▸ **ОТРЫВОК ИЗ ТЕКСТА**

Как это можно было организовать, думаю я?

Простейший способ — как-то выгрузить список своих ФБ-друзей, да хоть вручную постепенно (я, как вы понимаете, человек технологически не продвинутый, зато упорный и часто неленивый, когда силы есть…). А потом использовать генератор случайных чисел. Выпадет номер в списке — берем этого друга — вспоминаем про него что-то хорошее — находим добрую картинку — ставим на стену с парой добрых слов. Та-дамм 🙂 Готово. На сегодня достаточно. Завтра находим следующего в списке 🙂

Если человек нам в ответ на это пишет «спасибо» или ставит лайк под картинкой — вот тогда отличный повод продолжить разговор и написать в личку «как твои дела?» Многим важно, чтобы о них вспоминали.

Поиграем в сетевой #мумитроллинг?

Потеря ресурса для общения, социальная изоляция и алгоритм Фэйсбука

Если я правильно понимаю, как работает алгоритм Фэйсбука, то нам в ленте чаще показывают тех, к кому мы чаще заходили на страницу или кого комментировали, или с кем разговаривали в мессенджере. Это понятная логика, как в узбекской сказке про падишаха и попугая: «А что вы едите? Ешьте [этого] побольше! Если на базаре увижу, обязательно вам принесу!»

А с другой стороны, в свете предыдущих размышлений о людях, у которых исчез ресурс общаться — из-за болезни, например, — этот алгоритм работает по принципу «богатому — прибавится, а у бедного отнимется и то, что имеет». Человек, чьи социальные связи начинают ослабевать, при помощи этого алгоритма делается еще более невидимым. Несправедливо, с определенной точки зрения.

Было бы круто, если бы, помимо напоминаний о днях рождения, Фэйсбук напоминал бы о друзьях, которые давно ничего не писали, например. А пока он этого не делает, приходится вручную.

▸ **ИСХОДНЫЕ ДАННЫЕ**

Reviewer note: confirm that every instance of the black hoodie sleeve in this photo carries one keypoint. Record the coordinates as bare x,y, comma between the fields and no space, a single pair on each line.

▸ **ВОПРОСЫ**
A – Согласуются ли с текстом про Фэйсбук утверждения: (i) автор называет себя человеком технологически продвинутым; (ii) по словам автора, алгоритм чаще показывает в ленте тех, кого мы комментировали; (iii) Фэйсбук уже напоминает о друзьях, которые давно ничего не писали? На каждое ответьте «да» или «нет» и приведите решающие слова текста дословно.
B – Продолжите текст про Фэйсбук с того места, где он заканчивается.

▸ **ВАШИ ОТВЕТЫ**
A –
(i) Нет: «я, как вы понимаете, человек технологически не продвинутый».
(ii) Да: «нам в ленте чаще показывают тех, к кому мы чаще заходили на страницу или кого комментировали».
(iii) Нет: «А пока он этого не делает, приходится вручную».

B –
«Дискурс рыцарства» в нарративной практике, ежедневный активизм и преодоление социальной изоляции

Думаю две мысли сразу:

Майкл Уайт «втащил» в сферу терапии и социальной работы слово honour, и именно как глагол. Причем глагол действия, в активном залоге. Как существительное это «честь», «почет», может быть; как глагол это слово чаще употребляется в общепринятом языке в пассивном залоге, «I am honoured to be…» — «для меня большая честь…» — и это конструкция, употребляемая в очень формальных, церемониальных ситуациях. Или с иронией, которую тем, кто способен ее воспринимать, слышно за километр. А Майкл Уайт употреблял это слово — «чтить», «воздавать почет» — по отношению к мечтам, ценностям, умениям, усилиям другого человека. Это позиция помогающего практика по отношению к тем, кто обращается за помощью. Получалось такое внесение церемониального в повседневное. И, по моим ощущениям, это был дискурс рыцарства.

Потому что еще одно слово, которое он часто употреблял, описывая позицию помогающего практика, это слово «champion» — и не в современном его значении «победителя в состязании». Это слово изначально тоже идет из рыцарского дискурса и означает «рыцаря-защитника», того, кто будет биться за человека, который сам биться за себя не может. У нас есть привилегии — образование, здоровье, финансовые средства, многое другое. И эту привилегированность мы можем использовать, как рыцарь — коня, доспехи и оружие.

Вторая мысль в связи с этой — про ежедневный активизм. Идея в той формулировке, в какой она мне известна, пришла в голову другому Майклу, Майклу Нортону. Она проста: больших изменений можно достичь, если будут суммироваться и приумножаться систематические малые действия множества людей. Нортон любит задавать людям вопрос: «Если бы вы могли убедить миллион человек совершать какое-то малое полезное действие, что бы это было за действие?»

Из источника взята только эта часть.